▶ _Work item A_: In the text about the CME SWOT session, through which group was the SWOT analysis conducted?
▶ _Work item B_: Copy the passage of the text about the CME SWOT session word for word, from "An interesting strength" to "thing to say!".

▶ _Given text_:

The National Association of Medical Education Companies held a really interesting session after hours on Thursday on a SWOT (strengths, weaknesses, opportunities, and threats) analysis they had conducted via the CME LinkedIn group.
While many strengths were outlined, I thought they all boiled down to this at the core: CME itself is becoming more effective by being designed based on knowledge/care gaps in mind, including multiple touch points, using multimedia formats to engage physicians, usingto disseminate information, and measuring outcomes to determine what's working, what isn't, and what further education is needed.
An interesting strength someone in the audience chimed in with was that CME providers also are a strong economic force, "we provide employment," he pointed out. In terms of MEC-specific strengths, people pointed out that they're innovative and nimble in responding to changes, and "we're held to a higher standard already." As another person pointed out, "We're the only group that actually chooses to do this," which I thought was an interesting thing to say!

▶ _Records_:
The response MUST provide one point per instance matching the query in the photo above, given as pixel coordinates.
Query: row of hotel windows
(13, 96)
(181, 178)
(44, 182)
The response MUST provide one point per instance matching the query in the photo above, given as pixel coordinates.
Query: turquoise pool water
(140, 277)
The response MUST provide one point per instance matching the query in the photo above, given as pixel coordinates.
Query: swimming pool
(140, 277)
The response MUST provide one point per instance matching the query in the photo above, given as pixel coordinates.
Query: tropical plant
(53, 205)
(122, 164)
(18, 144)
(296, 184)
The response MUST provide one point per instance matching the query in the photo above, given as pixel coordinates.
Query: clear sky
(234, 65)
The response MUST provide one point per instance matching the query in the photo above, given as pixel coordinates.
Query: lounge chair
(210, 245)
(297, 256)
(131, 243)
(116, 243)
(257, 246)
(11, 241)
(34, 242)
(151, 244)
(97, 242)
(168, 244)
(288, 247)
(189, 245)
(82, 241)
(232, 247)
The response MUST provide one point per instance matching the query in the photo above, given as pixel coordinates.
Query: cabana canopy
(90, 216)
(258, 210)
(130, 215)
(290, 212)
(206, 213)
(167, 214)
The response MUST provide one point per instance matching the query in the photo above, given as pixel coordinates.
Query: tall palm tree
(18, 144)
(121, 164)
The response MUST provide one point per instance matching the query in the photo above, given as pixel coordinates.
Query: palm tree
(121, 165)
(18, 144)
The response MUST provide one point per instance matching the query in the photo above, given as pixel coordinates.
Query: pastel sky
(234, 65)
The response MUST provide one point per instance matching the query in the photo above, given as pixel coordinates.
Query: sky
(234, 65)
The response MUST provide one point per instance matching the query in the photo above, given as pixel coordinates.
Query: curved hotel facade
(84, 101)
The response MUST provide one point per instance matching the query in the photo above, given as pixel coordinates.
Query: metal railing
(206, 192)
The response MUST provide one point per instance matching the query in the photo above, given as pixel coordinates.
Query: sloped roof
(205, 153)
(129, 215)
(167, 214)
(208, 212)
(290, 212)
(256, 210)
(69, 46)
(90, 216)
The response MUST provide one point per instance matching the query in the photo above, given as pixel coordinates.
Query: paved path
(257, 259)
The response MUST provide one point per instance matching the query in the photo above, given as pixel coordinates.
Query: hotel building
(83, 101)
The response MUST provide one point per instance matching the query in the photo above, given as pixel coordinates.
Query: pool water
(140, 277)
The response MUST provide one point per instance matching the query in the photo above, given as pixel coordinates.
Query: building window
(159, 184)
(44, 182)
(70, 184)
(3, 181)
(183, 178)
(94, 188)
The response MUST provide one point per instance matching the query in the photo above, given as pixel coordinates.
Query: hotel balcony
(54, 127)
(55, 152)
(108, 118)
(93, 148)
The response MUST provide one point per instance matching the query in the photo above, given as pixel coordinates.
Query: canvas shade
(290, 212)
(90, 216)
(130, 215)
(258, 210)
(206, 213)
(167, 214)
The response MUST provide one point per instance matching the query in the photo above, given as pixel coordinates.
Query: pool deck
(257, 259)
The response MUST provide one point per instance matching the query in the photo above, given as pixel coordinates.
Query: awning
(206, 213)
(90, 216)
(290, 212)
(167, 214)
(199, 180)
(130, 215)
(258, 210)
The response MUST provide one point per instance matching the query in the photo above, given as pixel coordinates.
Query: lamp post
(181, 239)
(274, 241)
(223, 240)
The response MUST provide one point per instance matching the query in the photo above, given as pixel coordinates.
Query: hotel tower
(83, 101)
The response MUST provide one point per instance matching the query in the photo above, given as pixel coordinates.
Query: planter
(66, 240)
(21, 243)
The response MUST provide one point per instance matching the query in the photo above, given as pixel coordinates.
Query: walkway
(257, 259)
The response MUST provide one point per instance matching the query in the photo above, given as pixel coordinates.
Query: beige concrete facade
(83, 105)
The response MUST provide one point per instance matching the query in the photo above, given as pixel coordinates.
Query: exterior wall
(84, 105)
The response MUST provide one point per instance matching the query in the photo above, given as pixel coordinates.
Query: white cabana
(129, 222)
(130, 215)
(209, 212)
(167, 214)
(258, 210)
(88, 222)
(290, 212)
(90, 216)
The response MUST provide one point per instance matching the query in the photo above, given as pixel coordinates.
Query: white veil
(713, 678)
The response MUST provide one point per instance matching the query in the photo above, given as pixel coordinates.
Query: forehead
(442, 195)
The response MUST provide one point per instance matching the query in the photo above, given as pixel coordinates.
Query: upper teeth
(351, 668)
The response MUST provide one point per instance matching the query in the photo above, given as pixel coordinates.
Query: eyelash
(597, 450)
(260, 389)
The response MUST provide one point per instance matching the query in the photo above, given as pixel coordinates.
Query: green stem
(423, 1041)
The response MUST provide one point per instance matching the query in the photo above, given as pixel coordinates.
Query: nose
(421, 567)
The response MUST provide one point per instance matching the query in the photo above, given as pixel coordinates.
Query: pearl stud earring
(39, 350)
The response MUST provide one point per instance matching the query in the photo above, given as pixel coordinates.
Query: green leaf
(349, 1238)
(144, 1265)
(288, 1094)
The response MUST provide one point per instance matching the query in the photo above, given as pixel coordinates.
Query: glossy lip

▶ _Output A_: The CME LinkedIn group.

▶ _Output B_:
An interesting strength someone in the audience chimed in with was that CME providers also are a strong economic force, "we provide employment," he pointed out. In terms of MEC-specific strengths, people pointed out that they're innovative and nimble in responding to changes, and "we're held to a higher standard already." As another person pointed out, "We're the only group that actually chooses to do this," which I thought was an interesting thing to say!